EXERCISE BRIEF
Across the listing below, count the lines containing "shorts". Answer with that number only.

STORED DATA
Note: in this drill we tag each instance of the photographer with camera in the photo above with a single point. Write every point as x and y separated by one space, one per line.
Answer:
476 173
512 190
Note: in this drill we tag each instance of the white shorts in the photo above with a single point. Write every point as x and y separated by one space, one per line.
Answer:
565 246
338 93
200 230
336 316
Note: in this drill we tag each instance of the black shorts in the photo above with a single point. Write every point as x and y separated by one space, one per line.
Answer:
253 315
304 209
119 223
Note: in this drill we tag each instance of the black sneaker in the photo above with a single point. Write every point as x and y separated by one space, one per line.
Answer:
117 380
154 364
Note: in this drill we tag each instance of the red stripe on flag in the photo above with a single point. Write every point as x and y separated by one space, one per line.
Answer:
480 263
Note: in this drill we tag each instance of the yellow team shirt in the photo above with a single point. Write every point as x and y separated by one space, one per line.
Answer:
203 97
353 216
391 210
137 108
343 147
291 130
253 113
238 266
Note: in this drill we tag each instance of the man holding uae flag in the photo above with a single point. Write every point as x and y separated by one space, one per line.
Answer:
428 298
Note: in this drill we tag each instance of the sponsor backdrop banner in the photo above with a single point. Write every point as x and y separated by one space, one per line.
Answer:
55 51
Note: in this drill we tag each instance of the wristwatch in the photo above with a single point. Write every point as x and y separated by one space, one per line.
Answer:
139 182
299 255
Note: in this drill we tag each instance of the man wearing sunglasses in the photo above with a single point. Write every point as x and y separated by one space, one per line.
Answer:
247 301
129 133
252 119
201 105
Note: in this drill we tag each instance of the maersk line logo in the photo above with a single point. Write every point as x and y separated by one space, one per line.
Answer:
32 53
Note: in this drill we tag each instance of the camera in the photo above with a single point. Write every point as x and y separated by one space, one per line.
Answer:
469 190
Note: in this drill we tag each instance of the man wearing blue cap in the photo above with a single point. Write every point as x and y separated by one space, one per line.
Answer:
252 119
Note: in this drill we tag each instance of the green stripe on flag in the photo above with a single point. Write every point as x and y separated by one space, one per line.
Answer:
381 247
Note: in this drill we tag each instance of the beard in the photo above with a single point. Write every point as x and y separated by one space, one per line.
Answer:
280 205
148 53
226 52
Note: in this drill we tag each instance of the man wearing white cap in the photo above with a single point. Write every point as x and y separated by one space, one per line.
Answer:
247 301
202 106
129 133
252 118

EXPECTED ANSWER
2